**Activity**
Every single record below is to be reproduced exactly.

::::::

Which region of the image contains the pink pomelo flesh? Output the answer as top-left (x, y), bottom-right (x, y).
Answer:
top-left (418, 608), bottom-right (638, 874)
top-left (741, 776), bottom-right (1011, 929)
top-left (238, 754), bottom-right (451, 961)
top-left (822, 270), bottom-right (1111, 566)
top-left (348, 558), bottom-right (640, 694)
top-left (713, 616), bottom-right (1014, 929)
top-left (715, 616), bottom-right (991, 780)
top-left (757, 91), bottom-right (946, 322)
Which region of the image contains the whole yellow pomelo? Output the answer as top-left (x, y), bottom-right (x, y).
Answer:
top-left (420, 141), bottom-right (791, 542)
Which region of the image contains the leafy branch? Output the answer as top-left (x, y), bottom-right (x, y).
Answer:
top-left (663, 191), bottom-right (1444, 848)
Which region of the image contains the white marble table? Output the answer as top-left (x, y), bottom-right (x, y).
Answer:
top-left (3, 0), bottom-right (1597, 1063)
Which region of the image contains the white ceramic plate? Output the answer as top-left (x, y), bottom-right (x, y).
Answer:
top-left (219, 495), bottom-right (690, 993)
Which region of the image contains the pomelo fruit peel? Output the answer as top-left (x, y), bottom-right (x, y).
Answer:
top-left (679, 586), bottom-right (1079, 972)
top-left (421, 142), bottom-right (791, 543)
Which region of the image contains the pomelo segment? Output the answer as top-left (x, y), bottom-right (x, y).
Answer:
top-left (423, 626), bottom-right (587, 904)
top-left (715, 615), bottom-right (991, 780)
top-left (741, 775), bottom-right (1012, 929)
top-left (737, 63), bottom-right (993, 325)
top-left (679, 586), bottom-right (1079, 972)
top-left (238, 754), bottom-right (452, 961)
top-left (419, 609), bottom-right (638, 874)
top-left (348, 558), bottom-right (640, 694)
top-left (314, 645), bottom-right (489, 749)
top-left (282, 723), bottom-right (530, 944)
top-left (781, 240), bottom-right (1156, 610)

::::::

**Result of the task**
Which region of the image contains the pink pomelo flesh? Output the answer as top-left (x, y), bottom-right (x, y).
Answer:
top-left (418, 608), bottom-right (638, 874)
top-left (741, 776), bottom-right (1011, 929)
top-left (238, 754), bottom-right (451, 961)
top-left (822, 270), bottom-right (1111, 566)
top-left (348, 558), bottom-right (640, 694)
top-left (713, 616), bottom-right (1014, 929)
top-left (715, 616), bottom-right (991, 780)
top-left (757, 91), bottom-right (946, 322)
Which region of the image contains the whole yellow pomelo? Output the answer as top-left (x, y), bottom-right (x, y).
Answer:
top-left (420, 141), bottom-right (791, 542)
Which region of the image contains the leafy branch? Output the answer as top-left (x, y), bottom-right (x, y).
Answer:
top-left (663, 191), bottom-right (1444, 848)
Which region of the image contains the white marble table? Output the answer as top-left (x, y), bottom-right (x, y).
Answer:
top-left (3, 0), bottom-right (1597, 1063)
Which region of the image contains the white ceramic plate? Output the answer as top-left (x, y), bottom-right (x, y).
Answer:
top-left (219, 495), bottom-right (690, 993)
Which region of the image contains the pomelo fruit peel? Output the answer as top-left (x, y), bottom-right (x, y).
Answer:
top-left (679, 586), bottom-right (1079, 972)
top-left (421, 142), bottom-right (791, 543)
Which region of the image contains the pomelo segment? Output the answer as top-left (x, y), bottom-right (x, y).
Answer:
top-left (423, 626), bottom-right (587, 904)
top-left (715, 615), bottom-right (991, 780)
top-left (741, 775), bottom-right (1012, 929)
top-left (737, 63), bottom-right (993, 325)
top-left (679, 586), bottom-right (1079, 972)
top-left (238, 754), bottom-right (452, 961)
top-left (419, 609), bottom-right (638, 874)
top-left (348, 558), bottom-right (640, 694)
top-left (314, 645), bottom-right (489, 749)
top-left (282, 723), bottom-right (530, 944)
top-left (781, 240), bottom-right (1156, 610)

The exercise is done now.